(Location labeling records)
= = = = = = =

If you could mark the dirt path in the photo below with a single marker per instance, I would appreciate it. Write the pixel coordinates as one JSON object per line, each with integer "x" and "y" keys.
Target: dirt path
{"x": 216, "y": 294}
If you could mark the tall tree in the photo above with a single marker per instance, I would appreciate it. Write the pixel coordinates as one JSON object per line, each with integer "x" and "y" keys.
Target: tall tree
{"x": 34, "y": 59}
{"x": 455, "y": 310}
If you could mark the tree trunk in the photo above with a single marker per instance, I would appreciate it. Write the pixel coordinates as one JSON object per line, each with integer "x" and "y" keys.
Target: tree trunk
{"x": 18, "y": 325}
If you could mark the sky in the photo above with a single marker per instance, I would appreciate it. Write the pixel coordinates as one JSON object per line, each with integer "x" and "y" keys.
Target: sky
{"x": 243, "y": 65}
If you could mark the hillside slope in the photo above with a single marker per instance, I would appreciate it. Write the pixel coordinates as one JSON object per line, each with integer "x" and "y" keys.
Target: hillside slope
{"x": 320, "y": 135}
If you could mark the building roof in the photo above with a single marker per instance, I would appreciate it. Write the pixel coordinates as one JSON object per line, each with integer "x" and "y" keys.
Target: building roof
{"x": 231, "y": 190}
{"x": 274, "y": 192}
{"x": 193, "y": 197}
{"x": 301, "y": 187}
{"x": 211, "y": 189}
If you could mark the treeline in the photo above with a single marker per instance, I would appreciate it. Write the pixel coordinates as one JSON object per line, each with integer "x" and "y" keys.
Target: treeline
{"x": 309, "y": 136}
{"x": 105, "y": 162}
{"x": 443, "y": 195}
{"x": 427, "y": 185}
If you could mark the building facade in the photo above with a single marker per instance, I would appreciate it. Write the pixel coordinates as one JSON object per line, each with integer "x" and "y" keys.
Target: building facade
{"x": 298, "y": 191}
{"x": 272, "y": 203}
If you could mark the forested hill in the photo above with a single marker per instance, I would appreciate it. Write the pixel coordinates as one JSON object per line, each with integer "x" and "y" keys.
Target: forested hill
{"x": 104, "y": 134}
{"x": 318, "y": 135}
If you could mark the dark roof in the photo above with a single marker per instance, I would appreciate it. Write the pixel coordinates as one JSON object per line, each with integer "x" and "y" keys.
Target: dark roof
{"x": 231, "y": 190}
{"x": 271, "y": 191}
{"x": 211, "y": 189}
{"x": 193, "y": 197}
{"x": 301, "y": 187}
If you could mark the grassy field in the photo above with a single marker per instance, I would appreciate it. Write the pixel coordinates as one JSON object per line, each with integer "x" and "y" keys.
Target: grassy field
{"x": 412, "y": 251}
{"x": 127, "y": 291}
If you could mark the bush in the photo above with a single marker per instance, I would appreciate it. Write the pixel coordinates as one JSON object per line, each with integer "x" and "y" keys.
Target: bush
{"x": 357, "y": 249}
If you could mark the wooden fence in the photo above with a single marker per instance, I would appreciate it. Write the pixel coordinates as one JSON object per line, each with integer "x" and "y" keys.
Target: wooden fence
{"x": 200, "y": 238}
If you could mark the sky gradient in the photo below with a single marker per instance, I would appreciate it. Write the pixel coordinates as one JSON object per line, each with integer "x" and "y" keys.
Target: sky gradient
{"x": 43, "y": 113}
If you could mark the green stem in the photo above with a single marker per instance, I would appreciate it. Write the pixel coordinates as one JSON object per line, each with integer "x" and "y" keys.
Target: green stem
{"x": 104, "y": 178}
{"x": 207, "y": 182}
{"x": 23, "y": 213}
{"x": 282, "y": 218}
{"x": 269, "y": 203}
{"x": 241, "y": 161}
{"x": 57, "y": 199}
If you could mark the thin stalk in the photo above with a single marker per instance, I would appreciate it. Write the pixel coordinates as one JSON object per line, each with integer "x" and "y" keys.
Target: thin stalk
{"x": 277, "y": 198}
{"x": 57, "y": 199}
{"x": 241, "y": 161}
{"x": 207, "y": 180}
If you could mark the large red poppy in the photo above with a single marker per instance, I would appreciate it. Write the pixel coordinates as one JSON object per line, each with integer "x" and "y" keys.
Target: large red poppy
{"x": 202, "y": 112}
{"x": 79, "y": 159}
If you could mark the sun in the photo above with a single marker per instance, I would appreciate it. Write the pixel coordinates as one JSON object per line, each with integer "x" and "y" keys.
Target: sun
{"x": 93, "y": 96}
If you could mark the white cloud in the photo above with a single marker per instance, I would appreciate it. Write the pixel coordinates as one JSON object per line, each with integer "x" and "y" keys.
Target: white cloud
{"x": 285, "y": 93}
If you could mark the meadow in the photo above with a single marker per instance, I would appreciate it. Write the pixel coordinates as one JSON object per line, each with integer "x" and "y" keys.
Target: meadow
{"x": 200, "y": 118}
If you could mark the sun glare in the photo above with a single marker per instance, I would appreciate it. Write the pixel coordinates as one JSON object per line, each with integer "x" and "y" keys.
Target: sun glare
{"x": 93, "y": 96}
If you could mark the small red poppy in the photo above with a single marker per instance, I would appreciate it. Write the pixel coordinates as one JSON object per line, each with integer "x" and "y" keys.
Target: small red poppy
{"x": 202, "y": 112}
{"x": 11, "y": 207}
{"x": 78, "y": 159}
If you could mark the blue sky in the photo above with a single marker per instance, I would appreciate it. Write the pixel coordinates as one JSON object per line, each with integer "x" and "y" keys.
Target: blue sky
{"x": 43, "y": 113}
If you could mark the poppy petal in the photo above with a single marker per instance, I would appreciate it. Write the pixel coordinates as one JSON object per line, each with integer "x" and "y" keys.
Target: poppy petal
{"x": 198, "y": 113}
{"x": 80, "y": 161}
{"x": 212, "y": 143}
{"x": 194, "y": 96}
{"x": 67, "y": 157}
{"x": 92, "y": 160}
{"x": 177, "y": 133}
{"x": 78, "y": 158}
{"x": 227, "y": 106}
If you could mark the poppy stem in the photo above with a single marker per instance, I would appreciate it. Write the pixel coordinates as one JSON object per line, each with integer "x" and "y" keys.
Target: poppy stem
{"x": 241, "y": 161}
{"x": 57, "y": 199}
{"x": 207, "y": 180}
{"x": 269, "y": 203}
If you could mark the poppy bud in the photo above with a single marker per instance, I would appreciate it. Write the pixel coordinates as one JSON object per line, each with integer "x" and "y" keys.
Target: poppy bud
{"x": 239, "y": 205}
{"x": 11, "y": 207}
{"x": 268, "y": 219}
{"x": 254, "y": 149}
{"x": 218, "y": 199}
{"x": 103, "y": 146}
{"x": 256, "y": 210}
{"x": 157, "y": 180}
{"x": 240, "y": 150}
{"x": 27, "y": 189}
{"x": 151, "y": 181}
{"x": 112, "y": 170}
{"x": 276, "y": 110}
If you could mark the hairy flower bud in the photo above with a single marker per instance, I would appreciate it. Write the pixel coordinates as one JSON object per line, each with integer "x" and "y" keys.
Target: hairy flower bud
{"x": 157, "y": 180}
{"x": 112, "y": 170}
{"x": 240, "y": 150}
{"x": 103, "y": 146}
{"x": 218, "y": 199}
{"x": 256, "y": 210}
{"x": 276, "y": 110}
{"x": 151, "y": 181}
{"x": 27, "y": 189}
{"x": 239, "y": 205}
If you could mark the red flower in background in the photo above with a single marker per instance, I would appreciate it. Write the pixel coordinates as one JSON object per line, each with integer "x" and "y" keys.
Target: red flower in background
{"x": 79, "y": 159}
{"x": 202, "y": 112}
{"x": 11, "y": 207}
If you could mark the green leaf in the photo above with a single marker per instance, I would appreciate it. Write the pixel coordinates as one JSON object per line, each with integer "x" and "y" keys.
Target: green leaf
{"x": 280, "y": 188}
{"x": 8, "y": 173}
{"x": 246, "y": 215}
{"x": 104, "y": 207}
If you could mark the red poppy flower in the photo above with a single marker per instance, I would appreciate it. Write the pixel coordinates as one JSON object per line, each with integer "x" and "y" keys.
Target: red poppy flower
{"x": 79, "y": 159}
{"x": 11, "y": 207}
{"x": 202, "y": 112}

= = = = = = =

◆ Instructions for the task
Return exactly the lines from the one containing "If you could mark the hairy" through the last line of the records above, both included, and nothing else.

◆ Solution to this problem
If you could mark the hairy flower bud in the photo above with a single marker per instance, I would appreciate it. Write the pixel coordinates as one JSON object per line, each with integer "x" and "y" keys.
Target: hairy flower bud
{"x": 157, "y": 180}
{"x": 112, "y": 170}
{"x": 240, "y": 150}
{"x": 103, "y": 146}
{"x": 218, "y": 199}
{"x": 256, "y": 210}
{"x": 276, "y": 110}
{"x": 151, "y": 181}
{"x": 27, "y": 189}
{"x": 239, "y": 205}
If you could mark the red flower in background in the photo above with a single marker per instance, I would appreciate it. Write the pixel coordinates as one JSON object per line, each with integer "x" and "y" keys.
Target: red flower in background
{"x": 79, "y": 159}
{"x": 202, "y": 112}
{"x": 11, "y": 207}
If you could mark the green leaf in the photo above with a single marker per instance, I would appreciate it. Write the pixel coordinates as one JSON object per line, each with integer "x" and "y" keys.
Target: green leaf
{"x": 280, "y": 188}
{"x": 8, "y": 173}
{"x": 246, "y": 215}
{"x": 104, "y": 207}
If you could mark the red poppy flower in the photo above with a single marker per instance, I would appreciate it. Write the pixel coordinates as one JSON object per line, each with integer "x" and "y" keys.
Target: red poppy flower
{"x": 79, "y": 159}
{"x": 11, "y": 207}
{"x": 202, "y": 112}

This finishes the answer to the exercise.